| EXTRACTED TEXT |
============

Rep. Steve King Will Monitor Comey's Testimony To Senate Panel
STEVE INSKEEP, HOST:
The perspectives we're hearing this morning on Comey's testimony includes Senator Angus King of Maine, who's an independent caucusing with the Democrats.
ANGUS KING: The whole context of these conversations, I don't know if I'd use the word inappropriate. I'd use the word sort of strange, and sort of inappropriate may be the right the right term.
INSKEEP: That's Angus King. And now we have another King, Representative Steve King, Republican of Iowa, who's been supportive of President Trump. Congressman, welcome to the program.
STEVE KING: Oh, thanks very much. I'm happy to be on this morning.
INSKEEP: Does the written testimony that you've already seen show a president acting the way that a president should?
S. KING: You know, I think if I hadn't heard all of the news and all the hype building up to this, if I more or less came out of a vacuum and sat down in my office and read this transcript or this testimony that Comey will deliver today, I don't think I would have been alarmed at all. I think the hype to it causes us to look at some of these things in a little bit different light.
But when I see, you know, the language in there when the president said to Comey, I need loyalty, I'm not alarmed by that. The president does need loyalty. He has people that are turning on him, and they're leaking from inside the White House. They were leaking from the intelligence community. And it's undermining our national security. And it's stalling the agenda that the American people voted for, so...

============

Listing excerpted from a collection
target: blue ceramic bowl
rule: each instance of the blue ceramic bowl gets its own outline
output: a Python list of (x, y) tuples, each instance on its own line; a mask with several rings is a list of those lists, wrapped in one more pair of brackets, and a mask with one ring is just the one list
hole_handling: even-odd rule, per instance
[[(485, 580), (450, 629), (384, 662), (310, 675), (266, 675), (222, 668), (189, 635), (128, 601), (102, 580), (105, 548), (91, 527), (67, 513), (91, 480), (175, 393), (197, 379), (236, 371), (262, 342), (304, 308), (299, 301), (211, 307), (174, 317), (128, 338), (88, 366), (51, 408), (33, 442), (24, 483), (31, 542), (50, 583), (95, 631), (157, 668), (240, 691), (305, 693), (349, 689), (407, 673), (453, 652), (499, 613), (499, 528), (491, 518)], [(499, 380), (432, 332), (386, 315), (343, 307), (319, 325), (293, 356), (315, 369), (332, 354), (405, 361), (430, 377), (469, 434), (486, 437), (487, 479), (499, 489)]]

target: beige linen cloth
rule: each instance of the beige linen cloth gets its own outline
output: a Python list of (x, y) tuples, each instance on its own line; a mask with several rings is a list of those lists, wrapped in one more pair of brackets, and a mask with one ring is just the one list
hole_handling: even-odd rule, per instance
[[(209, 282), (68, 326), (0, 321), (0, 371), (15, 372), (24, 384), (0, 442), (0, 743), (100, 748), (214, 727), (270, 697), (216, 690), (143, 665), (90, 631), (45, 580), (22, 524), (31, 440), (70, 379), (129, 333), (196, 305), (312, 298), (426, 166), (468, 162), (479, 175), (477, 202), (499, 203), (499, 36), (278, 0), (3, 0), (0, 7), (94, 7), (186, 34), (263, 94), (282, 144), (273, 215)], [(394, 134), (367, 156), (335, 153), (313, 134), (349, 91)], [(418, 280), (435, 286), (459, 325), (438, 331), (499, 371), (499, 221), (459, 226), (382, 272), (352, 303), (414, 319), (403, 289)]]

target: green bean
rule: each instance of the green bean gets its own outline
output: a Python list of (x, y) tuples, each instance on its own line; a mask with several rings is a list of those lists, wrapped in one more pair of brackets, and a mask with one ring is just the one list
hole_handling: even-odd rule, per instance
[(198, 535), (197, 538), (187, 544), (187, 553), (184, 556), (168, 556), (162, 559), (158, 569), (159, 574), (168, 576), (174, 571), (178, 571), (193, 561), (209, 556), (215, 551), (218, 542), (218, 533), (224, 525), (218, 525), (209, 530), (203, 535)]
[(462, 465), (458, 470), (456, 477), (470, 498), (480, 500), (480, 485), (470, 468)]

============

| TO BE DONE |
[a] Write out the passage of the interview transcript about Comey's testimony word for word, starting at "INSKEEP: Does the" and ending at "bit different light.".
[b] Extend the interview transcript about Comey's testimony, picking up right after its final line.

| THE RESULTS |
[a]
INSKEEP: Does the written testimony that you've already seen show a president acting the way that a president should?
S. KING: You know, I think if I hadn't heard all of the news and all the hype building up to this, if I more or less came out of a vacuum and sat down in my office and read this transcript or this testimony that Comey will deliver today, I don't think I would have been alarmed at all. I think the hype to it causes us to look at some of these things in a little bit different light.

[b]
INSKEEP: I understand your concern about leaking, but should a president be asking an FBI director who's supposed to be independently investigating people close to the president, should he be repeatedly asking that person for loyalty and to drop investigations?
S. KING: Well, you put that kind of into a package there, but was that the flow of the conversation? And I think probably not. I think it's fine for the president to have a conversation with, for example, with James Comey. And when he said, I hope you can let this go, that's far from a directive. And if Comey is intimidated by that or if he thought that that was an order, he should have asked, Mr. President, is that an order? That'd be a different story, but it was just a suggestion. And I think that's just a management style.
And, by the way, the, you know, the one-on-one dinner that he set up, there's been a lot of focus on that. But Donald Trump does that. He calls people, and he says, oh, let's sit down. Let's have dinner over it. If you want to have a conversation, let's have dinner over it. He's asked me to do that, and I don't think there's anything nefarious about it. I think it's his style.
INSKEEP: Although you say it was just a suggestion, Comey did not follow the suggestion and he was fired. That sounds like considerably more than a suggestion.
S. KING: Well, that's another linkage that, you know, we're hearing some of the press and the public put that link in there together. But if you step back and look at it, I think if Comey went forward with this investigation, and if he stepped up and did an announcement at some point that said I have completely cleared Trump and all of his affiliates and his campaign from any any kind of effort to cooperate or coordinate with Russian efforts to influence our election, that would not have exonerated Donald Trump because Comey was already too tainted.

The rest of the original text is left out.